-- Your instructions --
Please write out exactly the lines that begin at the line containing "the van rear" and run to the end of the records.

-=-=-

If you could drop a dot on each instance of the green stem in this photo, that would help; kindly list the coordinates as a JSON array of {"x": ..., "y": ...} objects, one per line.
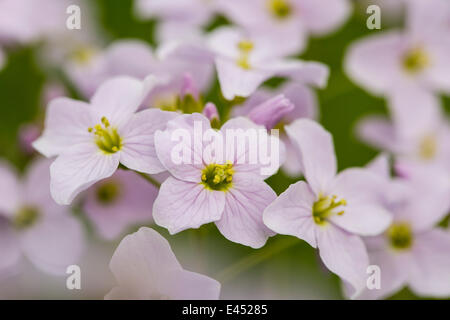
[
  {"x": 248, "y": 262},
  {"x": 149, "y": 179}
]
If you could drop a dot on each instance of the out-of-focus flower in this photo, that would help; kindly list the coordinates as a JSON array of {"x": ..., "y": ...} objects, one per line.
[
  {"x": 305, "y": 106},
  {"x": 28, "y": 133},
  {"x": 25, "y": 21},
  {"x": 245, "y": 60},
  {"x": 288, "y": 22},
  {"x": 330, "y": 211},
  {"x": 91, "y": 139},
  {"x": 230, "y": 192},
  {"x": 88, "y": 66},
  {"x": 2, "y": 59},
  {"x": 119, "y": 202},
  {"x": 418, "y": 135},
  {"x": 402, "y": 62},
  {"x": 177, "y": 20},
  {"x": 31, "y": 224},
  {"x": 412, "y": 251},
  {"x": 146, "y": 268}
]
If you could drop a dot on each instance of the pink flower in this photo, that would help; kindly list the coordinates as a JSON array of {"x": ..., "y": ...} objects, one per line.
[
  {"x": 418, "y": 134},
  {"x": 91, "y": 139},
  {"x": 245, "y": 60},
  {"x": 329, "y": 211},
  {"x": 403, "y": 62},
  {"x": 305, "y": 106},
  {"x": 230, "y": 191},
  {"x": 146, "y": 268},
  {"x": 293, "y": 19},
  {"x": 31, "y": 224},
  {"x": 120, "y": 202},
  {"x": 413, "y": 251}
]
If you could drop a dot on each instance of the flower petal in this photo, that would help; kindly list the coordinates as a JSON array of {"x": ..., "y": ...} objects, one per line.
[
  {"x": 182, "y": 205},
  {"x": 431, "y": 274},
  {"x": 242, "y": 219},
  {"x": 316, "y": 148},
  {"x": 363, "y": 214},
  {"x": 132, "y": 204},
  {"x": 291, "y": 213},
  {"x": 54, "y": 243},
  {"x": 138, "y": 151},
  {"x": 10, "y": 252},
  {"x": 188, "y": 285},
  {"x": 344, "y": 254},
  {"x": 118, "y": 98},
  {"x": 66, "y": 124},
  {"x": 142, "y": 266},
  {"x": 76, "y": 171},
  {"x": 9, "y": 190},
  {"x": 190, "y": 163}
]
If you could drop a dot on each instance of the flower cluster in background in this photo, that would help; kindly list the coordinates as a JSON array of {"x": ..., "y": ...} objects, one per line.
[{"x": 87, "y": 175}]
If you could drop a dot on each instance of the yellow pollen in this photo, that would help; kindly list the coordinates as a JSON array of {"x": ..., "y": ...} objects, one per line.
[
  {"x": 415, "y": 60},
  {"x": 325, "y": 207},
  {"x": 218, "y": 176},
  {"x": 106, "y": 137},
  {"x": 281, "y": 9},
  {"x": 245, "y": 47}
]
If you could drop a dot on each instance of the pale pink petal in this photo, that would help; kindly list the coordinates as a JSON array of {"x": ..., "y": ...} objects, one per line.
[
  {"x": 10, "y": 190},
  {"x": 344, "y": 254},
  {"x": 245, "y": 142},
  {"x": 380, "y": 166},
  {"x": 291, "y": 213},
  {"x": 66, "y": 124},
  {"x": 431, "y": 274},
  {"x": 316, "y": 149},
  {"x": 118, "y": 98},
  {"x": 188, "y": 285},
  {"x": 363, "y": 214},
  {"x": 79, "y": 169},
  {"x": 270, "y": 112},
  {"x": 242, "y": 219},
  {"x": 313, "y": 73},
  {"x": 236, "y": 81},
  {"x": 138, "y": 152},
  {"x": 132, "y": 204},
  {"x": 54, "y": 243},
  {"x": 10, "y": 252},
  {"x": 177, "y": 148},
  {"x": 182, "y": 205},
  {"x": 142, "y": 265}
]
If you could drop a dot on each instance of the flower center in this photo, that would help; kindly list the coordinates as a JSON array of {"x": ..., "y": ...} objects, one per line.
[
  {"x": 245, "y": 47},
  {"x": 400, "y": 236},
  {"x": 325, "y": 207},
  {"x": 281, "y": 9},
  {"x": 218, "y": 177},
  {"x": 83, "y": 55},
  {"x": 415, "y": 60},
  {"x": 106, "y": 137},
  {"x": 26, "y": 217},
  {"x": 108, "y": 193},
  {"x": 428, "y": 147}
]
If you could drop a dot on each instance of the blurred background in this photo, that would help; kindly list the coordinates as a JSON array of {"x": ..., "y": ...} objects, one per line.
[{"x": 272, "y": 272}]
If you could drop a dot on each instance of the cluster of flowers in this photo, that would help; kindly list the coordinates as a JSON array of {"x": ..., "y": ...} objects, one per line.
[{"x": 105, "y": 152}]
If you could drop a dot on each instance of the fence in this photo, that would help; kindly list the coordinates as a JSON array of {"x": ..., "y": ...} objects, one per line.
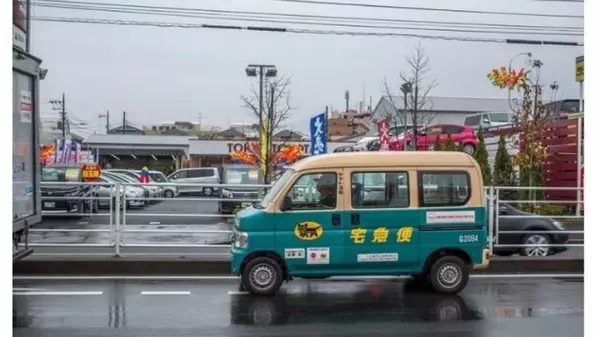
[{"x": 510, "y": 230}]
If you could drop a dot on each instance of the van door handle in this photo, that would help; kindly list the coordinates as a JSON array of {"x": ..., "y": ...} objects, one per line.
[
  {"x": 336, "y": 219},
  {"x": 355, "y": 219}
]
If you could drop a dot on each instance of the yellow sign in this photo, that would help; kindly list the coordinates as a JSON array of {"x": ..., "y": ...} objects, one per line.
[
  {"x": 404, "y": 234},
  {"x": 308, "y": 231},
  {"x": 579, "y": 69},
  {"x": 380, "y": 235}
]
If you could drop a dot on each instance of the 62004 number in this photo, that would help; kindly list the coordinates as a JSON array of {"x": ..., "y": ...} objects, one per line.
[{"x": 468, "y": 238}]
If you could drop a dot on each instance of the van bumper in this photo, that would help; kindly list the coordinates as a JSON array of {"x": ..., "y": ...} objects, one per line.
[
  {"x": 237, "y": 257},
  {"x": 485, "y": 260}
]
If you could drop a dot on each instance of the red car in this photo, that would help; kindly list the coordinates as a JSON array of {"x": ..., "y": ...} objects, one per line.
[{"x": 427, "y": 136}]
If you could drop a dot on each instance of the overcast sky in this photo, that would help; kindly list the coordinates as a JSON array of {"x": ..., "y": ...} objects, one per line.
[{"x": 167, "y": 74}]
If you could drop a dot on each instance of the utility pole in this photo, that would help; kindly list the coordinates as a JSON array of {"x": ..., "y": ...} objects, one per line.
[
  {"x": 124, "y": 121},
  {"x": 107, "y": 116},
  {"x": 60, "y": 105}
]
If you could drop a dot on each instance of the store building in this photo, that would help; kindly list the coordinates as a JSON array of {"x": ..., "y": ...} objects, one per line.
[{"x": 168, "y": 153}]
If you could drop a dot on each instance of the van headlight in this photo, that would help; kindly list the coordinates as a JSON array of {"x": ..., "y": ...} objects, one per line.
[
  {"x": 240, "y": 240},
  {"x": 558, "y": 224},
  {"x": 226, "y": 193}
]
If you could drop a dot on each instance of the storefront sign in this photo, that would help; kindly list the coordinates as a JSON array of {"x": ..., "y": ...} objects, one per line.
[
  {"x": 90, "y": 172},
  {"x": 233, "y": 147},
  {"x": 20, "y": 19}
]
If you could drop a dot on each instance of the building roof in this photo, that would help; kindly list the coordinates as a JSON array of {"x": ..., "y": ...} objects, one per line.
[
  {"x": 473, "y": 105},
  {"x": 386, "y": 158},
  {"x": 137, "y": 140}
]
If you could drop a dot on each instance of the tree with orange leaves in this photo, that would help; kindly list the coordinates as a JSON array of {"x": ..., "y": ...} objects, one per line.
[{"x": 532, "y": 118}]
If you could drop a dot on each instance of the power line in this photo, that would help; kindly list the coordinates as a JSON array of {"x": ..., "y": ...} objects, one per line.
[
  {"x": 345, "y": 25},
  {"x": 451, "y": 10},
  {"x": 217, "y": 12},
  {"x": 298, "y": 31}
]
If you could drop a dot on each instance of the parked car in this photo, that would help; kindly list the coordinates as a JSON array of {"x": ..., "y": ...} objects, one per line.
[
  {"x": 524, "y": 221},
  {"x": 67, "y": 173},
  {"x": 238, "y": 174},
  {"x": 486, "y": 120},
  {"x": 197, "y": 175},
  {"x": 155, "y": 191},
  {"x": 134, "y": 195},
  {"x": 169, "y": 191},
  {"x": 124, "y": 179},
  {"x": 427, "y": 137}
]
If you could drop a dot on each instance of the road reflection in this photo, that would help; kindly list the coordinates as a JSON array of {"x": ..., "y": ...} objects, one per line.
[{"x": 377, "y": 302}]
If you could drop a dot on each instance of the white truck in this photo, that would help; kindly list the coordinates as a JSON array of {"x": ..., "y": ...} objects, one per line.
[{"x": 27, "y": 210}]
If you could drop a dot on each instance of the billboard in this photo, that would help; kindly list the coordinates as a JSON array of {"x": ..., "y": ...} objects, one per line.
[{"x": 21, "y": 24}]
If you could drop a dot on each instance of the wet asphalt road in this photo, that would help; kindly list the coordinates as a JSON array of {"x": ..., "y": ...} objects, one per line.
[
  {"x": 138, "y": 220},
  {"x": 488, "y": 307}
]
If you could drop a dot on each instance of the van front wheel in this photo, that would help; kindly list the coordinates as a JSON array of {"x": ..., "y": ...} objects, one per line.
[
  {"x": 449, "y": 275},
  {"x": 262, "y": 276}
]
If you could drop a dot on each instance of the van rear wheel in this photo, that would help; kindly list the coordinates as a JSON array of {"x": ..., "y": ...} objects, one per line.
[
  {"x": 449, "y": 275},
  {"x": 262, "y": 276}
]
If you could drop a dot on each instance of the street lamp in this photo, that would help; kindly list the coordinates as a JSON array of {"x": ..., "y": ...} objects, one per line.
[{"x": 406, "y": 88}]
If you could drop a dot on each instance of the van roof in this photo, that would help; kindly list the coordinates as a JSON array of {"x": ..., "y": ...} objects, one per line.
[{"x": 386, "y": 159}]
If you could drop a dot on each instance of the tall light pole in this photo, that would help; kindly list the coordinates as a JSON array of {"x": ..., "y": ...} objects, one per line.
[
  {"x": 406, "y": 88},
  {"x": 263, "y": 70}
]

-=-=-

-- Output for this exercise --
If you could drop a dot on each instance of the van rear wheel in this photo, that would help; kindly list the coordinates as a JSON array of {"x": ..., "y": ...} objects, one per line.
[
  {"x": 449, "y": 275},
  {"x": 262, "y": 276}
]
If you could drop a dot on each instance of the street lamp in this photo, that would help; kindly list the coordinates as a JSON array of {"x": ..., "y": ...} objects, one per line.
[{"x": 406, "y": 88}]
If you could drop a dot on each instance of the van roof in this photo, that would help; kindly list the coordinates as a JSON array of {"x": ..., "y": ...} objects, one per line.
[{"x": 386, "y": 159}]
If you could drop a dot on each instance of the tall light pole in this photo, that would help; kindly list the coordinates as a JSON array of {"x": ..., "y": ...} objects, one per line.
[
  {"x": 406, "y": 88},
  {"x": 263, "y": 70}
]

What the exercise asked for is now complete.